Copy the data below word for word, leaving out the pictures.

[Pointing entries for labeled objects]
★ ★ ★ ★

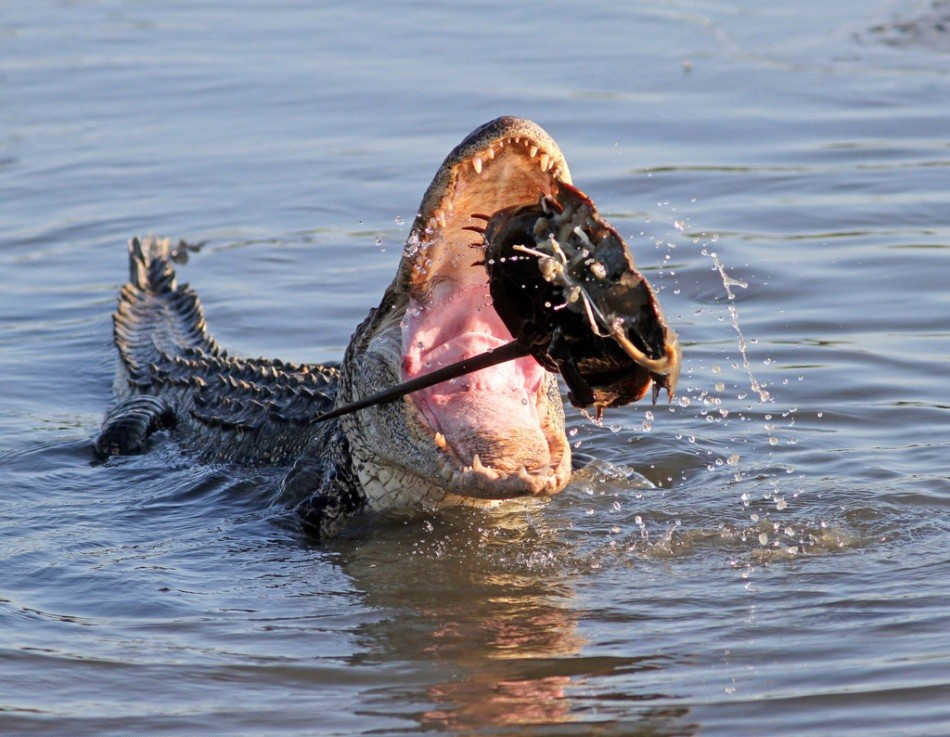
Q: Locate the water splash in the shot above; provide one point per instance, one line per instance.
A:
(728, 282)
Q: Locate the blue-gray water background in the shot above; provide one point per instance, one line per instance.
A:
(736, 563)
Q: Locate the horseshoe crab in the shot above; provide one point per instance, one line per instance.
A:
(564, 283)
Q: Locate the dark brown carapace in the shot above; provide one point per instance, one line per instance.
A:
(565, 285)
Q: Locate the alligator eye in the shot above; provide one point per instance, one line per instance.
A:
(564, 283)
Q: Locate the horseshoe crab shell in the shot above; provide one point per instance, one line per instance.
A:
(565, 285)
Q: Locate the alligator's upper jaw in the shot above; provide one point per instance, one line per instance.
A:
(499, 430)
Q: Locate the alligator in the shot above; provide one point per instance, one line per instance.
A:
(495, 434)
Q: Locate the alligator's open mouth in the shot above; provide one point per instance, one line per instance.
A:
(499, 430)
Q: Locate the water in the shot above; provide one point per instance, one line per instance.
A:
(768, 555)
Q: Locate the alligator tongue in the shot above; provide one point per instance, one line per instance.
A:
(564, 283)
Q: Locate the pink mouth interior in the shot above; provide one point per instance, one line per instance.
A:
(456, 322)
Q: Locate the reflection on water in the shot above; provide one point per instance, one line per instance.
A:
(487, 597)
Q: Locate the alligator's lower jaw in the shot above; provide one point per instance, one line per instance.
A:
(497, 434)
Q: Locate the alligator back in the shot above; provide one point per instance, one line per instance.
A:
(173, 373)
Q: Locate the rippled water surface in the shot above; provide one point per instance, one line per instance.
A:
(767, 555)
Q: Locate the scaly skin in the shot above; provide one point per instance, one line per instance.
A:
(495, 434)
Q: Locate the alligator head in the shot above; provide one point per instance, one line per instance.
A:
(497, 433)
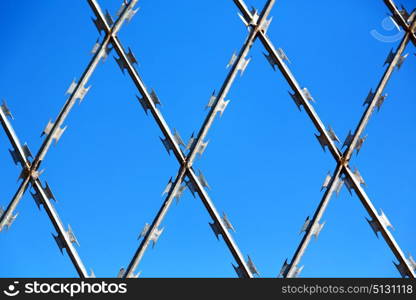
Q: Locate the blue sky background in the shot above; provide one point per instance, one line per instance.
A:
(263, 162)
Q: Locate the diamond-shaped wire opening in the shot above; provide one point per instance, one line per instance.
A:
(301, 95)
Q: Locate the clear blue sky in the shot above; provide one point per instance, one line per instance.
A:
(263, 162)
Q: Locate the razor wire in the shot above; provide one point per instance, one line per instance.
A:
(186, 177)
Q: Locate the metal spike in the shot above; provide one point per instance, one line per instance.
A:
(222, 106)
(10, 219)
(95, 47)
(177, 138)
(401, 268)
(99, 25)
(243, 19)
(48, 192)
(384, 221)
(255, 16)
(307, 95)
(297, 271)
(243, 65)
(144, 104)
(332, 135)
(109, 19)
(369, 98)
(285, 268)
(215, 227)
(71, 236)
(239, 271)
(349, 184)
(191, 187)
(266, 24)
(401, 60)
(191, 142)
(380, 101)
(179, 192)
(232, 60)
(155, 236)
(306, 225)
(359, 177)
(316, 229)
(121, 63)
(57, 134)
(389, 58)
(348, 140)
(359, 144)
(282, 55)
(168, 187)
(339, 185)
(227, 222)
(201, 148)
(38, 199)
(322, 140)
(121, 9)
(404, 12)
(130, 56)
(203, 180)
(144, 231)
(107, 51)
(252, 267)
(26, 172)
(168, 145)
(26, 151)
(16, 157)
(72, 87)
(155, 98)
(297, 99)
(59, 242)
(82, 91)
(271, 60)
(6, 110)
(326, 181)
(131, 13)
(212, 100)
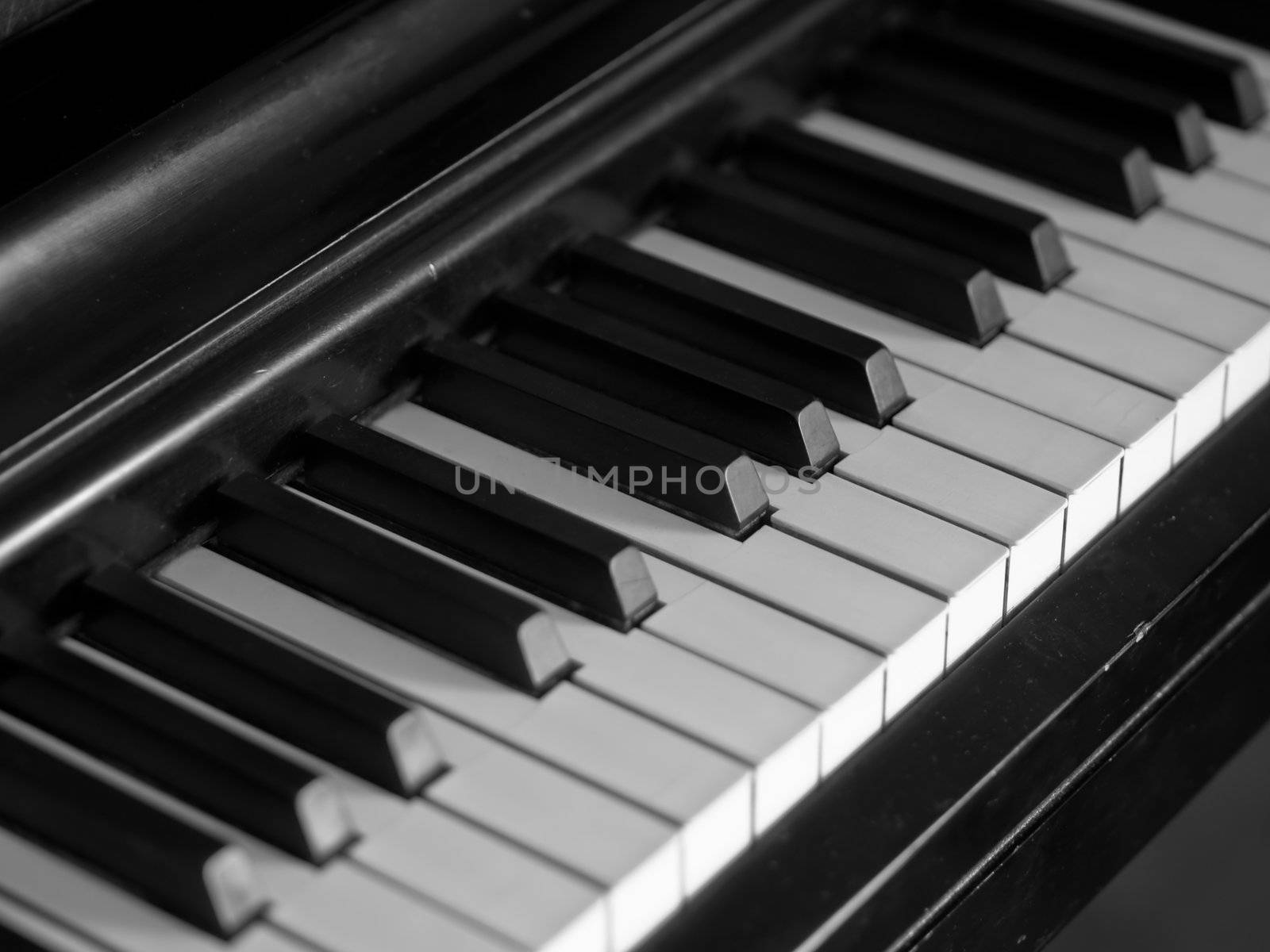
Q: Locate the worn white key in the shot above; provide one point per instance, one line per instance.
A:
(348, 911)
(1161, 236)
(489, 881)
(1168, 27)
(1245, 154)
(41, 931)
(704, 791)
(959, 566)
(1076, 465)
(1185, 371)
(1020, 516)
(651, 527)
(1219, 198)
(65, 892)
(841, 679)
(1231, 324)
(1124, 414)
(895, 620)
(776, 735)
(633, 854)
(1132, 418)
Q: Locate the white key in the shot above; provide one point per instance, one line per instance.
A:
(635, 856)
(1134, 419)
(488, 881)
(1245, 154)
(1076, 465)
(1219, 198)
(41, 931)
(1026, 518)
(65, 892)
(959, 566)
(899, 621)
(1168, 27)
(672, 776)
(1176, 367)
(774, 734)
(1162, 236)
(348, 911)
(1231, 324)
(838, 678)
(651, 527)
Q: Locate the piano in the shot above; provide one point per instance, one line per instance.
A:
(768, 475)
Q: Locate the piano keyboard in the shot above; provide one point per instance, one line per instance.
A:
(527, 659)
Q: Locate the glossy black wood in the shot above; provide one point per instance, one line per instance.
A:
(1226, 86)
(116, 480)
(1015, 243)
(514, 536)
(889, 844)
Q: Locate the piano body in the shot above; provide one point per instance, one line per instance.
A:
(675, 475)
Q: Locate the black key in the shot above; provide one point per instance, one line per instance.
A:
(1015, 243)
(984, 124)
(308, 545)
(177, 750)
(156, 856)
(638, 452)
(1170, 127)
(933, 287)
(848, 372)
(772, 420)
(260, 681)
(510, 535)
(1225, 86)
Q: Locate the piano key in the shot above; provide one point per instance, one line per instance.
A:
(641, 454)
(489, 881)
(979, 122)
(1134, 419)
(190, 873)
(706, 793)
(1246, 155)
(1162, 238)
(836, 677)
(652, 527)
(1181, 370)
(260, 681)
(635, 856)
(1231, 324)
(514, 536)
(1223, 201)
(67, 892)
(1157, 25)
(1076, 465)
(848, 372)
(863, 260)
(768, 418)
(1020, 516)
(1172, 127)
(23, 930)
(952, 564)
(302, 541)
(351, 911)
(1013, 241)
(1223, 86)
(775, 735)
(854, 602)
(171, 748)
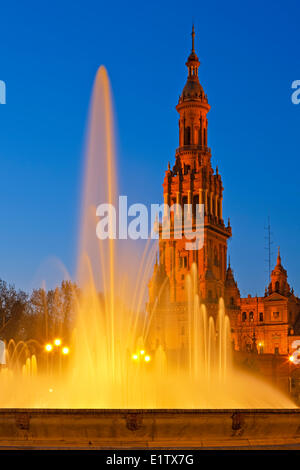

★ ★ ★ ★

*PROBLEM SOLUTION*
Q: Locate the water splash in the shot above; provide one point per instance, one line per instance.
A:
(728, 282)
Q: Locate the blue-gray water background in the shot above; provide one point per instance, one line per instance.
A:
(736, 563)
Q: Locate the horseshoe crab in the shot above; provide one point per instance, one line per instance.
A:
(564, 283)
Q: Locate the dark brown carapace in the shot above; provide one point per instance, one line per instance.
A:
(565, 285)
Q: Locate the alligator eye in the shot above; provide one point per instance, one line per instance.
A:
(564, 283)
Q: Locate the horseshoe crab shell in the shot above; provide one point per instance, one line per instance.
A:
(565, 285)
Q: Locate the alligator's upper jaw in the shot above; provide one point per instance, one line per instance.
A:
(499, 430)
Q: Locate the alligator in the shot above; provide one point per instance, one line per instance.
A:
(495, 434)
Q: Locate the alligator's open mouth in the shot above; provide one point per instance, one line per instance.
A:
(499, 430)
Q: Locate the water in the shot above; provide one point per instance, one line per instance.
A:
(768, 555)
Q: Locate the alligator tongue in the shot above; provide one point per instance, one line per instance.
A:
(564, 283)
Q: Locate the pink mouth interior in the shot above; provide one point per instance, one line per instance.
A:
(456, 322)
Q: Locate the reflection on water in the shot above; provide one point per instance, one line per instance.
A:
(487, 597)
Q: Locate the alligator's lower jaw in the shot above; provide one point per instance, one line per instance.
A:
(497, 434)
Q: Locate the alligator back in the shot above; provide one point per instance, one line per instance.
A:
(173, 373)
Q: Locate the rippled water surface in the shot above; provide one point per instance, one line per instance.
A:
(767, 555)
Q: Locate the scaly skin in the shot above; provide one point per instance, one line per instance.
A:
(495, 434)
Q: Locate the alligator head in the shot above; provide one point per instance, one line per instance.
A:
(497, 433)
Q: Locate the blue sky background in the shot above; provide one point per instance, one line per instance.
A:
(263, 162)
Q: Locate the diamond-shaped wire opening in the shot above; provide one point per instance, one line per instance.
A:
(301, 95)
Q: Locate the clear blue sky in the shot above; provide one point per instance, one line per instance.
A:
(263, 162)
Q: Locate the razor wire in the shot above; provide one point per instance, one line per instance.
A:
(186, 177)
Q: Locate the metal spike in the shot above; provide one point per instance, one line per instance.
A:
(222, 106)
(10, 219)
(95, 47)
(177, 138)
(401, 268)
(99, 25)
(243, 19)
(48, 192)
(384, 221)
(255, 16)
(307, 95)
(297, 271)
(243, 65)
(144, 104)
(332, 135)
(109, 19)
(369, 98)
(285, 268)
(215, 227)
(71, 236)
(239, 271)
(349, 184)
(191, 187)
(266, 24)
(401, 60)
(191, 142)
(380, 101)
(179, 192)
(232, 60)
(155, 236)
(306, 225)
(359, 177)
(316, 229)
(121, 63)
(57, 134)
(389, 58)
(348, 140)
(359, 144)
(282, 55)
(168, 187)
(339, 185)
(227, 222)
(201, 148)
(38, 199)
(322, 140)
(121, 9)
(404, 12)
(130, 56)
(203, 180)
(144, 231)
(107, 51)
(252, 267)
(26, 172)
(168, 145)
(26, 151)
(16, 157)
(72, 87)
(155, 98)
(297, 99)
(59, 242)
(82, 91)
(271, 60)
(6, 110)
(326, 181)
(131, 13)
(212, 100)
Q: Locate the worn white key in the shot above; provide one point per instance, one line per instance.
A:
(348, 911)
(1161, 236)
(489, 881)
(1168, 27)
(1245, 154)
(41, 931)
(704, 791)
(959, 566)
(1076, 465)
(1185, 371)
(1020, 516)
(651, 527)
(1219, 198)
(65, 892)
(841, 679)
(1231, 324)
(1124, 414)
(895, 620)
(776, 735)
(633, 854)
(1132, 418)
Q: Locate the white key in the shot above; provide one point per instance, one line per instance.
A:
(635, 856)
(1134, 419)
(488, 881)
(1245, 154)
(1076, 465)
(1219, 198)
(41, 931)
(1026, 518)
(65, 892)
(959, 566)
(899, 621)
(1168, 27)
(672, 776)
(1176, 367)
(774, 734)
(1162, 236)
(348, 911)
(1231, 324)
(838, 678)
(651, 527)
Q: Locate the piano in the shot above; provide one point per instance, one line per instance.
A:
(768, 475)
Q: Locate the piano keyboard in the shot above; provide one point per instance, one line per instance.
A:
(527, 659)
Q: Locate the glossy black wood in the shot above; provide one point per instance, one line per instance.
A:
(1226, 86)
(116, 480)
(1015, 243)
(514, 536)
(889, 844)
Q: Locate the piano body in the shot above; provide one point per instance, one line per instance.
A:
(675, 475)
Q: Locate the black key in the shot above; provide one point per instance, one line per instance.
A:
(1015, 243)
(984, 124)
(308, 545)
(177, 750)
(156, 856)
(638, 452)
(1170, 127)
(933, 287)
(848, 372)
(772, 420)
(260, 681)
(510, 535)
(1225, 86)
Q: Locate the piano key in the shot above; provide one point per instance, one line per instance.
A:
(641, 454)
(489, 881)
(979, 122)
(1134, 419)
(190, 873)
(706, 793)
(1246, 155)
(1162, 238)
(836, 677)
(652, 527)
(1181, 370)
(260, 681)
(635, 856)
(1231, 324)
(514, 536)
(1223, 201)
(67, 892)
(1157, 25)
(1076, 465)
(848, 372)
(863, 260)
(768, 418)
(1020, 516)
(1172, 127)
(23, 930)
(952, 564)
(302, 541)
(351, 911)
(1013, 241)
(1223, 86)
(775, 735)
(854, 602)
(171, 748)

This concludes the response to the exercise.